◆ Цель задания A ◆
Напечатайте полностью и без изменений текст памяти Анатолия Марковича Членова.

═══ Фрагмент текста ═══

Памяти Анатолия Марковича Членова Вместо послесловия
Памяти Анатолия Марковича Членова
Вместо послесловия
Эту книгу перевел на русский язык мой отец Анатолий Маркович Членов (1916–1990). Он был интересным человеком и принадлежал к наиболее трагическому поколению недавно минувшей эпохи — к тем, чье детство пришлось на Первую мировую и на эпоху революций и гражданских войн в России, чью молодость унесла Вторая мировая война. Биография отца не следовала стандартной схеме — бабушка и дедушка еще соблюдают кашрут и потихоньку молятся в синагоге, отец и мать подаются в большевики, а уж сам имярек, а еще вернее — его потомки уподобляются тем детям, у которых была оскомина от кислого винограда, который ели их отцы. У Тилли, так его звали его родные, все было не совсем так. Дедушки и бабушки его, жившие в небольшом городке Новозыбкове, в ту пору Черниговской губернии, а сейчас Брянской области России, кашрут, наверное, действительно соблюдали, но как-то не рьяно. Моя бабушка любила вспоминать, что за отцовским столом всегда подавали ветчину. «Почему?» — спросил у нее я. «Какой ты чудак, — ответила она мне. — Чтобы мы лучше питались. Но сам папочка никогда не ел!» Родители его большевиками никогда не были, в партии никто из них не состоял и революцию не делал.

═══

◆ Цель задания B ◆
Подсчитайте, в скольких строках ниже встречается слово «whitewater». В ответе укажите только число.

═══ Исходные данные ═══

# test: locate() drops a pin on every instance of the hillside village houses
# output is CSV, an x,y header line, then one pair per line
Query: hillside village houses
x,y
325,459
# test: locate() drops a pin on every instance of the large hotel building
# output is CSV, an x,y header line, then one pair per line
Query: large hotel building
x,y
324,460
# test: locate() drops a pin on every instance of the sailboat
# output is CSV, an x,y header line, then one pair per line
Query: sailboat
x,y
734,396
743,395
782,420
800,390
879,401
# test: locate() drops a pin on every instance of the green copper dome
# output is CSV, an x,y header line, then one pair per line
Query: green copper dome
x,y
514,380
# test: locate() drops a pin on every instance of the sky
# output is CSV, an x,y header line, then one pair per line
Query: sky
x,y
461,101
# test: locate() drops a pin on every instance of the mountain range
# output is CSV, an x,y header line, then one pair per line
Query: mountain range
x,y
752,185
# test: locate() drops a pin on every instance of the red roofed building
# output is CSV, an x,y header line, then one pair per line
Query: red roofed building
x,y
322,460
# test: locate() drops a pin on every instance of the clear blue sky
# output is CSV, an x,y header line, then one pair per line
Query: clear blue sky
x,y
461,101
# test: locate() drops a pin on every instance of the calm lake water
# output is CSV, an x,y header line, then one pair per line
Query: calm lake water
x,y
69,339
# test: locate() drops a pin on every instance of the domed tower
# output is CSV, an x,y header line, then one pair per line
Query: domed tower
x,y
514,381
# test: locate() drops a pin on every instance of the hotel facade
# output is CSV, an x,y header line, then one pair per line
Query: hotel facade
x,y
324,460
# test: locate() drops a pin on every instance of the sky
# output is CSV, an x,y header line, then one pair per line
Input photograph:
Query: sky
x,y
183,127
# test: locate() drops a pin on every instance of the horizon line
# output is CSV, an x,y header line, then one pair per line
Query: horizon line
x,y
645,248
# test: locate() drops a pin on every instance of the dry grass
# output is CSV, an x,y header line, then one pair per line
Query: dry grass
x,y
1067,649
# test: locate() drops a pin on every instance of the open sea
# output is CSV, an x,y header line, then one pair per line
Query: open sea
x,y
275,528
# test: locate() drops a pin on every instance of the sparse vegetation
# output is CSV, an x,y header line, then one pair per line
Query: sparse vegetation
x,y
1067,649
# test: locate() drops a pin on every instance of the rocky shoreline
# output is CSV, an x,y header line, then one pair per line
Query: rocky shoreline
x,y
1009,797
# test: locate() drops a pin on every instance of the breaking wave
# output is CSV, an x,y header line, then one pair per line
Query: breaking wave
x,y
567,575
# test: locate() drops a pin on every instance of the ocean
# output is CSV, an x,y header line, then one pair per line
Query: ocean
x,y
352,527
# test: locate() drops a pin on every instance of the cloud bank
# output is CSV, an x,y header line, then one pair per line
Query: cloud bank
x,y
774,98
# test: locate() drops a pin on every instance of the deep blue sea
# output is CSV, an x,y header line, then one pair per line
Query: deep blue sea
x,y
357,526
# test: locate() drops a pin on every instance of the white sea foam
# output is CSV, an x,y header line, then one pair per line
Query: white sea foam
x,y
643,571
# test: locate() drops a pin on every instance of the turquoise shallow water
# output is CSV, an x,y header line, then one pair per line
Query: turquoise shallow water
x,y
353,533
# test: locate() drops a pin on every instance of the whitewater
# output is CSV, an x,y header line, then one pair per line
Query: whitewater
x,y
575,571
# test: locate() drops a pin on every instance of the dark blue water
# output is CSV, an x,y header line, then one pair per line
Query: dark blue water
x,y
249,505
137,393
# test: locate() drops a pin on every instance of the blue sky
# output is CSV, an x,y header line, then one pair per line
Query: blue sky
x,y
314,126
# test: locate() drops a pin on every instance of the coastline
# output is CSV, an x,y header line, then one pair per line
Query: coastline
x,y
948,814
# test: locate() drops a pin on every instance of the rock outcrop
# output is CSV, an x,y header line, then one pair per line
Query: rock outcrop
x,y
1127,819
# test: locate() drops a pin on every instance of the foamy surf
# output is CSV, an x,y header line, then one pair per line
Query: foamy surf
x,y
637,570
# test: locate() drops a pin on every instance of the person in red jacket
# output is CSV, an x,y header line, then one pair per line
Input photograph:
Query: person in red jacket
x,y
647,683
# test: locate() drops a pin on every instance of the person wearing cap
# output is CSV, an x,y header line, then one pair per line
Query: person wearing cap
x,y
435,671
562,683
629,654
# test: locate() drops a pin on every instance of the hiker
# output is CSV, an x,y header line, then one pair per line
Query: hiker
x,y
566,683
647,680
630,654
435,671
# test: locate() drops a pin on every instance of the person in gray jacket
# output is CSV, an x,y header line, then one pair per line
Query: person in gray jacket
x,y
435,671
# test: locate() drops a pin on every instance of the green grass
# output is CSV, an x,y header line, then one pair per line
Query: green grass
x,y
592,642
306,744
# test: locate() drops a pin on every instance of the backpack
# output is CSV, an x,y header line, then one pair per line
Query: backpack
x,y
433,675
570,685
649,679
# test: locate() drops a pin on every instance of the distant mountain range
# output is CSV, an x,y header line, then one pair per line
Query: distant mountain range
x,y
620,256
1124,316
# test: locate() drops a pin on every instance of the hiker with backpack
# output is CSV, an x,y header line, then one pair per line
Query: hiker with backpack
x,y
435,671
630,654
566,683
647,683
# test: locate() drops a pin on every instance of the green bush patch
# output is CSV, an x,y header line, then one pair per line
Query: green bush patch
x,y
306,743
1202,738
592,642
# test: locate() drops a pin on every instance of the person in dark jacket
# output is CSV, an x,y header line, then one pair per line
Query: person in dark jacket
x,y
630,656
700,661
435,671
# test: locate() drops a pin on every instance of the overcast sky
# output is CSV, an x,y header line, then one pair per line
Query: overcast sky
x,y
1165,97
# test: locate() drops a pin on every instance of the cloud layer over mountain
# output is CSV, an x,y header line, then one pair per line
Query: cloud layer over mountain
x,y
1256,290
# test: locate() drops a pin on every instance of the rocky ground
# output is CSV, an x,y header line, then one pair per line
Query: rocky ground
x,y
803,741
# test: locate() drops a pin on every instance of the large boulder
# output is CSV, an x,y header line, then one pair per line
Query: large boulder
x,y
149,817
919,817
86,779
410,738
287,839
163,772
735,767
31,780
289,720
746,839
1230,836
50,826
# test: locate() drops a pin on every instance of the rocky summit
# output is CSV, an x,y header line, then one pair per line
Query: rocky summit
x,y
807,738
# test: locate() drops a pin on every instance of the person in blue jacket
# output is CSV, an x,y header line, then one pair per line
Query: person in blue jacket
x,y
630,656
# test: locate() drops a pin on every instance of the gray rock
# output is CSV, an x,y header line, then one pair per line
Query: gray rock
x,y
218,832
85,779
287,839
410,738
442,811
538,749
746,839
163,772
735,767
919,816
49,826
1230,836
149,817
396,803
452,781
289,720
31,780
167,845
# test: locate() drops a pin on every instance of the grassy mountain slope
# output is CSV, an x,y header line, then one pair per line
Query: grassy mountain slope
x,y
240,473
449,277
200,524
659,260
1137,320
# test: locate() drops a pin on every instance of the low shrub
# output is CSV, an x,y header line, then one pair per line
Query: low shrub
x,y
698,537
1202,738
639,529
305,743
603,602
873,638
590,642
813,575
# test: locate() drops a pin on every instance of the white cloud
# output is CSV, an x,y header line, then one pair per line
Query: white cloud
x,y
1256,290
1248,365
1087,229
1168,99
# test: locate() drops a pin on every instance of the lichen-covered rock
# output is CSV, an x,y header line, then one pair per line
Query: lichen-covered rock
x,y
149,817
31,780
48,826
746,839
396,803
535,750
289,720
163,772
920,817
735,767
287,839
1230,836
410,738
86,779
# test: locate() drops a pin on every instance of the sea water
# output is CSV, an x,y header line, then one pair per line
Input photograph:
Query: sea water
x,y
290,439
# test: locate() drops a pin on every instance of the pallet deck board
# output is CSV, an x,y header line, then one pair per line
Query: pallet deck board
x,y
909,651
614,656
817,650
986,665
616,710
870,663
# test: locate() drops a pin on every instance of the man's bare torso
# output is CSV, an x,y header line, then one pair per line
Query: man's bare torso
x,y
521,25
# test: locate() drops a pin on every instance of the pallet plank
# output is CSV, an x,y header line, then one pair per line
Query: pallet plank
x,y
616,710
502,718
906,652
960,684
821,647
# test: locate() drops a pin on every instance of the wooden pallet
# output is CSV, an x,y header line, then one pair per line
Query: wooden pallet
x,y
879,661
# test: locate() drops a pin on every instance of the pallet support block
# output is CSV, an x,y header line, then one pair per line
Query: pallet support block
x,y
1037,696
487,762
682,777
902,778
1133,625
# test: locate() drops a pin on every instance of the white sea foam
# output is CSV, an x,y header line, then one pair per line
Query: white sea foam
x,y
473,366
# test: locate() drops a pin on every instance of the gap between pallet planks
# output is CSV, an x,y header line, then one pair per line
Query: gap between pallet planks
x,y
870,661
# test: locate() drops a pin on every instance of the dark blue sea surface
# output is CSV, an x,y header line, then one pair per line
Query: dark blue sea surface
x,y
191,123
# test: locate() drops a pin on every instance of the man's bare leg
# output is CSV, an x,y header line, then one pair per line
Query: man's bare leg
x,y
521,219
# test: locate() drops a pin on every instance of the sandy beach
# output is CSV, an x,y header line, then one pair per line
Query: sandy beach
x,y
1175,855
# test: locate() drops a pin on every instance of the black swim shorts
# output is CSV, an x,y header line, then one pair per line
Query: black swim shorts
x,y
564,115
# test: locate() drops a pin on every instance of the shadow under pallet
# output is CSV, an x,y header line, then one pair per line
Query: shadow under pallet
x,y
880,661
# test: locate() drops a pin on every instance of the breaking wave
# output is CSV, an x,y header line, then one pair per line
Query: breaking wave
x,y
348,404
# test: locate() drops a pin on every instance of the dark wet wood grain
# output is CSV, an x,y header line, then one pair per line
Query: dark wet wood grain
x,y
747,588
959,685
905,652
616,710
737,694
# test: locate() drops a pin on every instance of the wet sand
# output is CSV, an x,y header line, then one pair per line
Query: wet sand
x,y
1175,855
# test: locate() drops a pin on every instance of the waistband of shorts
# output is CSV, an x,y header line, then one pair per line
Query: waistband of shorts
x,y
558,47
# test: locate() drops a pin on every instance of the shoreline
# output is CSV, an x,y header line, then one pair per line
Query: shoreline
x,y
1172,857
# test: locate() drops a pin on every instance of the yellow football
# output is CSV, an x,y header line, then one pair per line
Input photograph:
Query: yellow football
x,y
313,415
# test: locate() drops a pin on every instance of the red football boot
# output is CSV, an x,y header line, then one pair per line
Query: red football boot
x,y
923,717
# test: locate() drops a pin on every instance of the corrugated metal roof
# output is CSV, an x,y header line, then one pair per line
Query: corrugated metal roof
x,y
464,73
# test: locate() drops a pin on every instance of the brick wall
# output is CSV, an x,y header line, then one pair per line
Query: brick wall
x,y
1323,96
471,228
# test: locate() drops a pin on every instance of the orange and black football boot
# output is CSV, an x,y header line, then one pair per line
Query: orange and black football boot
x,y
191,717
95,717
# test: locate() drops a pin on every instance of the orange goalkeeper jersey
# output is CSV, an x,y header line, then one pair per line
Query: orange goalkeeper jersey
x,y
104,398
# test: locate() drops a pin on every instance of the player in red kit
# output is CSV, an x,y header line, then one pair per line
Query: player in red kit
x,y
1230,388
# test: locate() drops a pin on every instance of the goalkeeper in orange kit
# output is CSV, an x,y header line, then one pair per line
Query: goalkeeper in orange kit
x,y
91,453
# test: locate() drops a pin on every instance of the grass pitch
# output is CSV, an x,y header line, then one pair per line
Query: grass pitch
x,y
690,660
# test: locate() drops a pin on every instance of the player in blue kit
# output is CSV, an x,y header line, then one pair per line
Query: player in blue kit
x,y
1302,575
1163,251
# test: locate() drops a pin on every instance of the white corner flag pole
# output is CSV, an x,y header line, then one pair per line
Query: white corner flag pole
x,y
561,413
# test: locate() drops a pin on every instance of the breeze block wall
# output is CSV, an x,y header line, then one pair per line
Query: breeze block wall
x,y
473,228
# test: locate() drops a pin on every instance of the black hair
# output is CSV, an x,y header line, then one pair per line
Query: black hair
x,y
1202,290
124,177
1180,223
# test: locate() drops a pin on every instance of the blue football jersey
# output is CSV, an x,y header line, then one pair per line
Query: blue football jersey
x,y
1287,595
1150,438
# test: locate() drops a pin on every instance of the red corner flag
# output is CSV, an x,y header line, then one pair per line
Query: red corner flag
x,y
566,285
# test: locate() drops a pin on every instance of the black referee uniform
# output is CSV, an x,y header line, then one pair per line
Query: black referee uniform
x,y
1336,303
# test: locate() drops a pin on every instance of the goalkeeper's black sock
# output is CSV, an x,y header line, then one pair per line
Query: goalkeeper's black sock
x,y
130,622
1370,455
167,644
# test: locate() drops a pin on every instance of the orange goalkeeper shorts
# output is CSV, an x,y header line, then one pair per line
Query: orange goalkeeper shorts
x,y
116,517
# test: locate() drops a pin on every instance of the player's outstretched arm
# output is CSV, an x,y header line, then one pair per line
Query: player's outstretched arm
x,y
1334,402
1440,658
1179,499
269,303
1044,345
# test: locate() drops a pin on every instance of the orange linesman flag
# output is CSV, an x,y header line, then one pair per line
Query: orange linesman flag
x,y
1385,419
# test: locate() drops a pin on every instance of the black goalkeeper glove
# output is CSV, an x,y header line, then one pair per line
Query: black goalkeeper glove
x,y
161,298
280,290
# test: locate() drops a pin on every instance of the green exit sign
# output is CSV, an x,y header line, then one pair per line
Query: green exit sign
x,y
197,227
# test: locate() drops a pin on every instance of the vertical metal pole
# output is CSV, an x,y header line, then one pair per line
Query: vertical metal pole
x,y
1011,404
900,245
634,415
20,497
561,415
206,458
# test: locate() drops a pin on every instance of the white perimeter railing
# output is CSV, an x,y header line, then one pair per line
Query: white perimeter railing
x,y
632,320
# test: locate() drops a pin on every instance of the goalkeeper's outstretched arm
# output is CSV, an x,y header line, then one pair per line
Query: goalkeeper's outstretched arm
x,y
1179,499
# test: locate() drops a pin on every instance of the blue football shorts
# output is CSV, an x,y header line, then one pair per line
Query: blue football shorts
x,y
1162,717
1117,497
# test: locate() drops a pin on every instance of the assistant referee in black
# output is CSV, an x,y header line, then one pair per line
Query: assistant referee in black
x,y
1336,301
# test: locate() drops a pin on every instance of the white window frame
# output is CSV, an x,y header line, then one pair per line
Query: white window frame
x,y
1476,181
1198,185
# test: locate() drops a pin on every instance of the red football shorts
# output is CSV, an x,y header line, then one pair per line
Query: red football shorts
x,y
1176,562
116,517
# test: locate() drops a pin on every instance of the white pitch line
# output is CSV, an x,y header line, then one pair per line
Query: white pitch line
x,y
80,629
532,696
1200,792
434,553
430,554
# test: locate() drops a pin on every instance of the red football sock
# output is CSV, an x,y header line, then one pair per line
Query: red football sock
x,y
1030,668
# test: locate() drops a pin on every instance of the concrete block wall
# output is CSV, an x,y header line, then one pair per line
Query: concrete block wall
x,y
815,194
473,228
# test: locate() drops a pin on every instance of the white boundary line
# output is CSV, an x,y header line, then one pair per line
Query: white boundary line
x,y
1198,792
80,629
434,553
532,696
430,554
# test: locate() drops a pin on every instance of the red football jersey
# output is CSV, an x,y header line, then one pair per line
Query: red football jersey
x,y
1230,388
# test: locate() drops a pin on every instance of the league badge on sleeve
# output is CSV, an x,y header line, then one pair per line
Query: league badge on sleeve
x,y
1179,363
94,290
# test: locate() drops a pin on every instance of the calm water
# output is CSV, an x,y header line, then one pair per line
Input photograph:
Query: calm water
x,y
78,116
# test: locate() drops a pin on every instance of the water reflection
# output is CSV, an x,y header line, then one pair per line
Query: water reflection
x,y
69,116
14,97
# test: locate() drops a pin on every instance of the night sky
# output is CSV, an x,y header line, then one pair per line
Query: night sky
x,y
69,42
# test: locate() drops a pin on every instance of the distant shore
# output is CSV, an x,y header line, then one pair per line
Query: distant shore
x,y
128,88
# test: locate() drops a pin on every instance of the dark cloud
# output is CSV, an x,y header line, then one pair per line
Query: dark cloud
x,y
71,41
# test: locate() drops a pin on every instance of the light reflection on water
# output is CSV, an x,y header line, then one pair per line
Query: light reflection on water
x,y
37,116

═══

◆ Полный ответ A ◆
Памяти Анатолия Марковича Членова Вместо послесловия
Памяти Анатолия Марковича Членова
Вместо послесловия
Эту книгу перевел на русский язык мой отец Анатолий Маркович Членов (1916–1990). Он был интересным человеком и принадлежал к наиболее трагическому поколению недавно минувшей эпохи — к тем, чье детство пришлось на Первую мировую и на эпоху революций и гражданских войн в России, чью молодость унесла Вторая мировая война. Биография отца не следовала стандартной схеме — бабушка и дедушка еще соблюдают кашрут и потихоньку молятся в синагоге, отец и мать подаются в большевики, а уж сам имярек, а еще вернее — его потомки уподобляются тем детям, у которых была оскомина от кислого винограда, который ели их отцы. У Тилли, так его звали его родные, все было не совсем так. Дедушки и бабушки его, жившие в небольшом городке Новозыбкове, в ту пору Черниговской губернии, а сейчас Брянской области России, кашрут, наверное, действительно соблюдали, но как-то не рьяно. Моя бабушка любила вспоминать, что за отцовским столом всегда подавали ветчину. «Почему?» — спросил у нее я. «Какой ты чудак, — ответила она мне. — Чтобы мы лучше питались. Но сам папочка никогда не ел!» Родители его большевиками никогда не были, в партии никто из них не состоял и революцию не делал.

◆ Полный ответ B ◆
2